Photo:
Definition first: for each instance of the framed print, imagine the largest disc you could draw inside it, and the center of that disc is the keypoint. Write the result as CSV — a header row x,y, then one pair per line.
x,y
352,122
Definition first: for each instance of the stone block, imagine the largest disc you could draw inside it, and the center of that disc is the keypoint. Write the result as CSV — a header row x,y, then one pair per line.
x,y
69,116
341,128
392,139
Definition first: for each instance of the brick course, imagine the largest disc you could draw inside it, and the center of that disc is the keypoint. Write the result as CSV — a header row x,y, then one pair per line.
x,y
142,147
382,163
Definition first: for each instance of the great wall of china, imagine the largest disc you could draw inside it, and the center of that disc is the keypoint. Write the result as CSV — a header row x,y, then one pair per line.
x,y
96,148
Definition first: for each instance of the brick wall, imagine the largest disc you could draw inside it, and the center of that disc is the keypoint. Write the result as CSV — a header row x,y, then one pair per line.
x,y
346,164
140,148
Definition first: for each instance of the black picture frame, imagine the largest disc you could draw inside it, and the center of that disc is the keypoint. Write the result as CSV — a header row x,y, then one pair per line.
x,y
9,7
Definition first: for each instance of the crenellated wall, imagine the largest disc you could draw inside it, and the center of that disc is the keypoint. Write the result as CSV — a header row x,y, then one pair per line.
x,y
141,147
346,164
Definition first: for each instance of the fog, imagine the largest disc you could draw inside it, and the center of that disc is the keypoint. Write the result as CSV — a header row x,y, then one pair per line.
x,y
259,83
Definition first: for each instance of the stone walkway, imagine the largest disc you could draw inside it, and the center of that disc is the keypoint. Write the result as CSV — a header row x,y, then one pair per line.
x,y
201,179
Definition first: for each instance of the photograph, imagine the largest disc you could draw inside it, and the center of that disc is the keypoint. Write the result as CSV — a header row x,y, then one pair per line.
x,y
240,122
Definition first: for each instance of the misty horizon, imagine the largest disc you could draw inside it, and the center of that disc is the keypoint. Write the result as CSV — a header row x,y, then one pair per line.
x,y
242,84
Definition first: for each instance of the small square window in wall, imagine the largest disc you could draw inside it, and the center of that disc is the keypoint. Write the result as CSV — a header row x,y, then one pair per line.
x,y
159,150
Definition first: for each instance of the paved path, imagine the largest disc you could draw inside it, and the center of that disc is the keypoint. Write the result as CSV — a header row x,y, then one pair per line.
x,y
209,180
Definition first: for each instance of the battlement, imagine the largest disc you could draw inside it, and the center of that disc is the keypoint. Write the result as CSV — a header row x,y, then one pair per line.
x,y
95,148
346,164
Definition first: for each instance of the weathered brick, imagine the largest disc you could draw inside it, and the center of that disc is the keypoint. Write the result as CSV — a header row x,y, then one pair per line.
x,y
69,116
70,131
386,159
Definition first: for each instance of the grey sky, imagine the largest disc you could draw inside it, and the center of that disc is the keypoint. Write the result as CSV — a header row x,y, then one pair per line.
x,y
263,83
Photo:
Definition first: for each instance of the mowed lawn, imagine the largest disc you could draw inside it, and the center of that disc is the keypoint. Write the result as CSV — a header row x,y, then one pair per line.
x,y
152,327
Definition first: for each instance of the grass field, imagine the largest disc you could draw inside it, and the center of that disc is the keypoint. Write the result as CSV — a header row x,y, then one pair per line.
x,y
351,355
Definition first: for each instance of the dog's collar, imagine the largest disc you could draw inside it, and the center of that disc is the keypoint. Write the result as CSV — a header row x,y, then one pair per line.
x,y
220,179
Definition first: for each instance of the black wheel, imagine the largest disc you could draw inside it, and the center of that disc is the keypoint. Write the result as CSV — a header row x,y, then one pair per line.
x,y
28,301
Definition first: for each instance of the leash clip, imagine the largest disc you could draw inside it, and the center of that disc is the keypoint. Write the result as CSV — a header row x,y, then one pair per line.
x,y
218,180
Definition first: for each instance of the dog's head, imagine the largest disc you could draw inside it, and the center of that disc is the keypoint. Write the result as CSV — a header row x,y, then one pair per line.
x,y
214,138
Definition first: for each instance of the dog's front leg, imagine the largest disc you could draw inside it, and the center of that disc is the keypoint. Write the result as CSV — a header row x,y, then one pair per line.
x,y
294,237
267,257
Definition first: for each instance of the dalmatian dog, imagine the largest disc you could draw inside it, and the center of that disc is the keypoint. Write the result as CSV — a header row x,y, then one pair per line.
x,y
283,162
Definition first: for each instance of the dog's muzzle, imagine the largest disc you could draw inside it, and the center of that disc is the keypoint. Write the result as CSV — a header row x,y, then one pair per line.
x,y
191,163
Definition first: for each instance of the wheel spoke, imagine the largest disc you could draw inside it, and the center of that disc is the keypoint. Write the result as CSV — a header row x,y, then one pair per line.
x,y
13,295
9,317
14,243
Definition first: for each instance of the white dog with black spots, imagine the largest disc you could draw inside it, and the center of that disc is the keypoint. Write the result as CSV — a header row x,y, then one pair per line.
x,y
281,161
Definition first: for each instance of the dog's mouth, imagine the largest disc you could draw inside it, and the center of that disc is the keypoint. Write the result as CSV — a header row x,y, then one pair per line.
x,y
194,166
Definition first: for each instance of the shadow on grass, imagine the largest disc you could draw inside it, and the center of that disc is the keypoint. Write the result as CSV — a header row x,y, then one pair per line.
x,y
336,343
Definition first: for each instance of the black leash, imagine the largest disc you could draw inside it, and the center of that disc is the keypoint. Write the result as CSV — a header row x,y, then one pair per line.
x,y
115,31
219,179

▶ What you should do:
When you reach the end of the data, write every line out again verbatim.

▶ Solution to the problem:
Photo:
Definition first: for each instance of the framed print, imagine the largest disc you could draw inside it, and the center of that disc is the keypoint. Write the result as CSV — a header row x,y, then one pair per line.
x,y
352,122
Definition first: for each instance of the stone block, imagine the largest disc you could draw inside it, and the center of that disc is the keypoint. Write the result as CSV — a header row x,y, then one pair per line.
x,y
69,116
341,128
392,139
Definition first: for each instance of the brick course, imagine the largest disc you could draw inside it, and the center of that disc is the keypoint. Write the result as CSV — a header row x,y, then one pair per line.
x,y
142,147
382,163
Definition first: for each instance of the great wall of china, imagine the largest disc you could draw inside it, and the center of that disc is the keypoint. Write the result as CSV — a header row x,y, then one pair per line.
x,y
96,148
Definition first: for each instance of the brick wall, imagine the largest disc you could draw inside it, and the center of that disc is the keypoint. Write the result as CSV — a header row x,y, then one pair per line.
x,y
346,164
140,148
Definition first: for each instance of the black picture frame, imagine the largest disc you could draw inside it, and the center of that disc is the keypoint. Write the result as CSV — a header row x,y, then one pair per line.
x,y
9,7
Definition first: for each instance of the crenellated wall, imagine the largest disc you could draw inside it, and the center of that disc is the keypoint. Write the result as CSV — a header row x,y, then one pair per line.
x,y
141,147
346,164
Definition first: for each instance of the fog, imagine the largest disc you could draw inside it, and the center of that disc is the keypoint. Write the result as CSV — a header row x,y, then one pair per line.
x,y
259,83
Definition first: for each instance of the stone walkway, imagine the largest disc you could draw inside it, and the center of that disc is the keypoint. Write the result as CSV — a header row x,y, then one pair per line.
x,y
201,179
Definition first: for each instance of the photograph, imagine the largest disc you could draw inside it, and the center of that disc is the keypoint. Write the result as CSV — a header row x,y, then one pair per line.
x,y
240,122
Definition first: for each instance of the misty horizon, imagine the largest disc you could draw inside it, and the center of that disc is the keypoint. Write the result as CSV — a header row x,y, then one pair per line.
x,y
242,84
Definition first: for each instance of the small square window in wall, imagine the largest disc you could draw inside it, and the center of that disc is the keypoint. Write the result as CSV — a header row x,y, then one pair per line.
x,y
159,150
Definition first: for each instance of the paved path, imagine the largest disc you could draw inside it, and the center of that disc is the keypoint. Write the result as CSV — a header row x,y, then one pair per line.
x,y
209,180
Definition first: for each instance of the battlement, imagine the largest disc you could draw inside it, and the center of that disc is the keypoint. Write the result as CSV — a header row x,y, then one pair per line.
x,y
95,148
346,164
Definition first: for each instance of the weathered brick, imagine the largest disc you could draw inside it, and the center of that disc is the keypoint. Write the result as CSV — a header row x,y, then one pair per line.
x,y
69,116
70,131
386,159
Definition first: for each instance of the grey sky, imagine the largest disc you could draw inside it, and the center of that disc is the keypoint. Write the result as CSV — a header row x,y, then one pair per line.
x,y
263,83
Photo:
Definition first: for each instance of the mowed lawn, imagine the largest disc you could draw inside it, and the center of that disc is the keypoint. Write the result as CSV — a header row x,y, then one pair per line.
x,y
152,327
Definition first: for each instance of the grass field, imagine the largest disc you could draw inside it, and the center of that disc is the keypoint. Write the result as CSV — a header row x,y, then one pair per line.
x,y
351,355
Definition first: for each instance of the dog's collar, imagine the largest disc you could draw inside it, and the center of that disc is the keypoint. Write the result as CSV — a header row x,y, then one pair per line.
x,y
220,179
Definition first: for each instance of the black wheel, imagine the largest disc you could draw inside it, and the center of that disc is the keypoint. Write the result as CSV — a header row x,y, then one pair per line.
x,y
28,301
Definition first: for each instance of the leash clip, imagine the largest disc you could draw inside it, and the center of that disc is the keypoint. Write the result as CSV — a header row x,y, then one pair per line.
x,y
218,180
Definition first: for each instance of the dog's head, imagine the largest disc you could draw inside it, and the center of that disc is the keypoint. Write the result as CSV — a header row x,y, then one pair per line.
x,y
214,138
Definition first: for each instance of the dog's front leg, imagine the largest disc you could draw inside it, and the center of that disc is the keypoint. Write the result as CSV — a header row x,y, then one pair per line.
x,y
294,237
267,257
Definition first: for each instance of the dalmatian dog, imagine the largest disc you could draw inside it, and the center of that disc is the keypoint. Write the result as CSV — a header row x,y, then one pair per line.
x,y
283,162
Definition first: for each instance of the dog's muzzle, imagine the largest disc you could draw inside it, and the center of that disc is the keypoint. Write the result as CSV — a header row x,y, then one pair per line.
x,y
191,163
Definition first: for each instance of the wheel spoke, imagine the largest disc you could draw inside it, and the center of that disc is the keypoint. Write the result as CSV — a header row x,y, then one pair per line.
x,y
13,295
9,317
14,243
Definition first: for each instance of the white dog with black spots, imagine the largest disc you could draw inside it, and the center of that disc is the keypoint. Write the result as CSV — a header row x,y, then one pair per line.
x,y
281,161
Definition first: for each instance of the dog's mouth, imagine the largest disc you could draw inside it, and the center of that disc is the keypoint. Write the result as CSV — a header row x,y, then one pair per line.
x,y
194,166
Definition first: for each instance of the shadow on grass, imagine the largest disc you could draw inside it, and the center of that disc is the keypoint. Write the result as CSV — a header row x,y, then one pair per line.
x,y
336,343
Definition first: for each instance of the black leash, imagine the largest disc you could draw inside it, and the center of that disc is the keypoint. Write the result as CSV — a header row x,y, then one pair per line.
x,y
115,31
219,179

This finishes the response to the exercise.